What to produce: The records below need to come back exactly as they are, pictures omitted.
════════════════
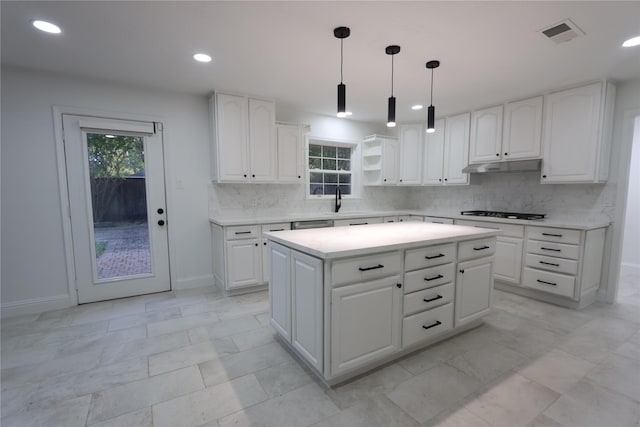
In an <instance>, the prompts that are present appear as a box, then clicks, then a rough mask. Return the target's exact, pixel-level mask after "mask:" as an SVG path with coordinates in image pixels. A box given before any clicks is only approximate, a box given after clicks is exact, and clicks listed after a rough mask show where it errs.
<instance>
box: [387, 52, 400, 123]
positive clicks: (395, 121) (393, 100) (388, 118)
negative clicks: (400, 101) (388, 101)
mask: <svg viewBox="0 0 640 427" xmlns="http://www.w3.org/2000/svg"><path fill="white" fill-rule="evenodd" d="M384 51H385V52H386V53H387V55H391V96H390V97H389V105H388V108H387V127H390V128H392V127H395V125H396V97H395V96H393V56H394V55H395V54H396V53H398V52H400V46H397V45H391V46H387V47H386V49H385V50H384Z"/></svg>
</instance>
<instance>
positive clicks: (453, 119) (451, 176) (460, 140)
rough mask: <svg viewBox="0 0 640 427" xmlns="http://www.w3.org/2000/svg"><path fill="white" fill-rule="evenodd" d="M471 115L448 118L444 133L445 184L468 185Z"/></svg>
mask: <svg viewBox="0 0 640 427" xmlns="http://www.w3.org/2000/svg"><path fill="white" fill-rule="evenodd" d="M469 120H470V115H469V113H464V114H458V115H457V116H452V117H447V119H446V121H445V131H444V178H443V180H444V184H445V185H446V184H468V183H469V174H466V173H462V169H463V168H464V167H466V166H467V164H468V160H469Z"/></svg>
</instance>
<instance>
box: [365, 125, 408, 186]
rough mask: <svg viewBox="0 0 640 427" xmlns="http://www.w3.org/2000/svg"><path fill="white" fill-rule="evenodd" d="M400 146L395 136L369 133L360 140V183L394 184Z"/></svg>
mask: <svg viewBox="0 0 640 427" xmlns="http://www.w3.org/2000/svg"><path fill="white" fill-rule="evenodd" d="M399 152H400V146H399V143H398V140H397V139H396V138H392V137H389V136H382V135H371V136H368V137H366V138H364V140H363V141H362V184H363V185H396V184H397V183H398V156H399Z"/></svg>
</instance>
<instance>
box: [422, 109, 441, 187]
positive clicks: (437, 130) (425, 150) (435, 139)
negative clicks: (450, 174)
mask: <svg viewBox="0 0 640 427" xmlns="http://www.w3.org/2000/svg"><path fill="white" fill-rule="evenodd" d="M422 164H423V168H424V169H423V171H422V183H423V184H425V185H441V184H442V175H443V173H444V171H443V166H444V119H440V120H436V131H435V132H433V133H428V134H427V137H426V138H425V143H424V159H423V162H422Z"/></svg>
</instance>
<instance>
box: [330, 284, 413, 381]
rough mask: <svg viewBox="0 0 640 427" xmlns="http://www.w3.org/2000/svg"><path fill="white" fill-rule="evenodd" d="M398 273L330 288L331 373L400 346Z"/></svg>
════════════════
Result of the exercise:
In an <instance>, the prompts that are present appear as a box, then clicks, then a rough mask. Return the target's exact, pixel-level mask after "mask:" as an SVG path with coordinates in image pixels. A box given before any clicks is only approximate, a box given after clicks is exact, and clicks listed after a rough mask show where it errs.
<instance>
box: [387, 52, 400, 123]
positive clicks: (395, 121) (393, 100) (388, 118)
negative clicks: (400, 101) (388, 101)
mask: <svg viewBox="0 0 640 427" xmlns="http://www.w3.org/2000/svg"><path fill="white" fill-rule="evenodd" d="M384 51H385V52H386V53H387V55H391V96H390V97H389V105H388V108H387V127H390V128H392V127H395V125H396V97H395V96H393V56H394V55H395V54H396V53H398V52H400V46H397V45H391V46H387V47H386V49H385V50H384Z"/></svg>
</instance>
<instance>
positive clicks: (453, 119) (451, 176) (460, 140)
rough mask: <svg viewBox="0 0 640 427" xmlns="http://www.w3.org/2000/svg"><path fill="white" fill-rule="evenodd" d="M471 115L448 118L444 133L445 184L468 185Z"/></svg>
mask: <svg viewBox="0 0 640 427" xmlns="http://www.w3.org/2000/svg"><path fill="white" fill-rule="evenodd" d="M469 120H470V115H469V113H464V114H458V115H457V116H452V117H447V119H446V121H445V131H444V178H443V180H444V184H445V185H446V184H468V183H469V174H466V173H462V169H463V168H464V167H466V166H467V164H468V160H469Z"/></svg>
</instance>
<instance>
box: [365, 125, 408, 186]
rough mask: <svg viewBox="0 0 640 427" xmlns="http://www.w3.org/2000/svg"><path fill="white" fill-rule="evenodd" d="M400 146L395 136L369 133L360 140V183L394 184Z"/></svg>
mask: <svg viewBox="0 0 640 427" xmlns="http://www.w3.org/2000/svg"><path fill="white" fill-rule="evenodd" d="M399 152H400V146H399V143H398V140H397V139H396V138H392V137H389V136H382V135H371V136H368V137H366V138H364V140H363V141H362V184H363V185H396V184H397V183H398V156H399Z"/></svg>
</instance>
<instance>
box: [422, 109, 441, 187]
positive clicks: (437, 130) (425, 150) (435, 139)
negative clicks: (450, 174)
mask: <svg viewBox="0 0 640 427" xmlns="http://www.w3.org/2000/svg"><path fill="white" fill-rule="evenodd" d="M422 164H423V168H424V169H423V171H422V183H423V184H425V185H441V184H442V175H443V173H444V171H443V166H444V119H440V120H436V131H435V132H433V133H428V134H427V137H426V138H425V143H424V159H423V162H422Z"/></svg>
</instance>
<instance>
box: [330, 284, 413, 381]
rough mask: <svg viewBox="0 0 640 427" xmlns="http://www.w3.org/2000/svg"><path fill="white" fill-rule="evenodd" d="M398 273L330 288L331 373L400 346Z"/></svg>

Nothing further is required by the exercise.